== 課題一覧 ==
1. ドライウェイトの記事について、次の問いに答えよ。
(a) 紹介されている病院は何県何市にあるか。
(b) 透析後半の血圧上昇は何を示唆するとされているか。
(c) hANPに馴染みがない場合、代わりに何でみてみるのもありとされているか。
2. ドライウェイトの記事の最後の文のあとに続く部分を書いてください。

専門研修ブログ

茨城県水戸市にある水戸済生会総合病院の専門研修を紹介するブログです。
初期研修を終えて、自分の専門領域を選ぶ際の参考になる情報や、その領域なら知っておくべきトピックなどを紹介していきます。

【腎臓内科】ドライウェイトの話(2)

2021.08.02
カテゴリー: 腎臓内科

DWが適切でないと気づくチャンスは他にも複数あります。

 

透析患者の血圧は体液量に依存(前負荷のコントロールが自分の体ではできないため)するため,高血圧がうっ血を疑うきっかけになることもあります。また,透析後半の血圧上昇は心不全傾向(除水で心機能が改善している)を示唆し,逆に透析後半に急激な血圧低下がある場合にはDWが下げ過ぎているかもしれません。除水のスピードが多い場合など(後からお話します)は血圧が下がってしまうので一概に判断はできませんが,血圧の動きは一つの大事な指標です。

 

他にDWの評価の仕方としては,症状/臨床所見/血圧だけでなく,胸部レントゲンやhANP(透析後採血, 馴染みがなければBNPでみてみるのもありです)やIVC径など総合的にみて評価します。施設によっては生体インピーダンス法という体脂肪率のように水分量を評価できるやり方や,HctやBUNなどの採血結果から計算する仕方もあるようですが,自分が評価し慣れた方法で総合的にみられれば使う必要はないと思います。

== データセット内容 ==
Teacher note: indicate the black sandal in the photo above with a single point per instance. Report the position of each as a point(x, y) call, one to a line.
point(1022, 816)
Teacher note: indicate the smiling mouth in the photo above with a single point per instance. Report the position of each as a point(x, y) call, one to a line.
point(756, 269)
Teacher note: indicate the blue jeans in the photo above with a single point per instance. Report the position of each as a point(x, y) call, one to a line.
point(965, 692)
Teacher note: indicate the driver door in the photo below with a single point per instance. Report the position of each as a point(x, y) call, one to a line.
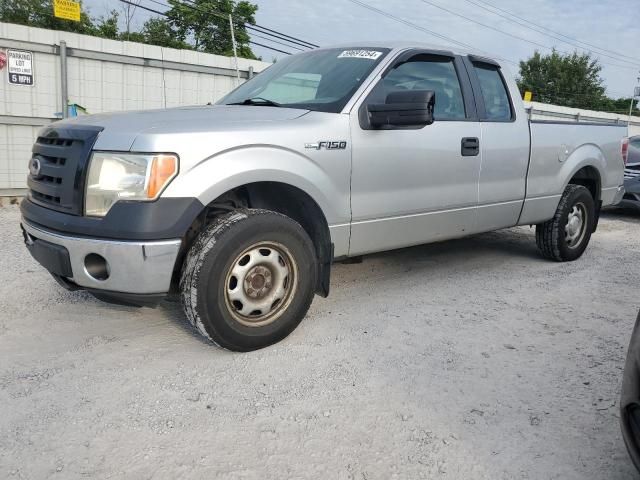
point(416, 184)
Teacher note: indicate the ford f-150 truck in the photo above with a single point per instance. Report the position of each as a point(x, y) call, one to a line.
point(241, 207)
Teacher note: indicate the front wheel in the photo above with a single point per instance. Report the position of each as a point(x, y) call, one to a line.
point(249, 279)
point(566, 236)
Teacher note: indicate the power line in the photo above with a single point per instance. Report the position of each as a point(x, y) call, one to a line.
point(543, 30)
point(423, 29)
point(157, 12)
point(518, 37)
point(268, 31)
point(276, 41)
point(249, 26)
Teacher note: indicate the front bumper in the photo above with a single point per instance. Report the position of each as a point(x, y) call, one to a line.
point(630, 397)
point(106, 267)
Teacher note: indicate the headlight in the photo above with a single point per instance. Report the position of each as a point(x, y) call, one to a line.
point(122, 176)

== 各課題の解答 ==
1.
(a) 茨城県水戸市
(b) 心不全傾向(除水で心機能が改善している)
(c) BNP

2.
 

ついでにですが,心不全の対応をみているとたまに気になることがあります。しばしば見かけるのは心不全+低酸素の方に人に痰の吸引を頻回にしていることです.確かに心不全の時は,肺炎を合併しやすいのもあって痰の量は多いかもしれません。サクションやマスクを外すことによる<苦しい・痛い>の刺激で交感神経が刺激され,心不全症状がさらに悪くなることが予想されるので,気道閉塞がひどい場合以外はなるべく最小限にするのが良いかなと思います。

 

救急外来や病棟で透析準備が整うまで待っている間,低酸素でモニターアラームはなるし,苦しそうで何かやってあげたいという気持ちもあるでしょう。NPPVを必要であれば装着することは勿論ですが,苦しいことによる不穏で忍容性がなかったり,今のご時世だとCOVID-19抗原(-)だけでも確認しないと使いにくかったり(COVID-19感染者にNPPV使用するとそのNPPVは使用後破棄になってしまいます)すぐに使用できない状況な場合もあります。

 

そんな時はキチンとベットでずり落ちている体勢から整えてhead upさせて,酸素を十分投与するだけでも多少安楽なる場合も多々あるので(大体苦しくて不穏で整えても頻回に直さないといけないことになることが多いです),研修医の先生は看護師さんがパパッと何気なくやっていることを一緒にやってみると良いかもしれません。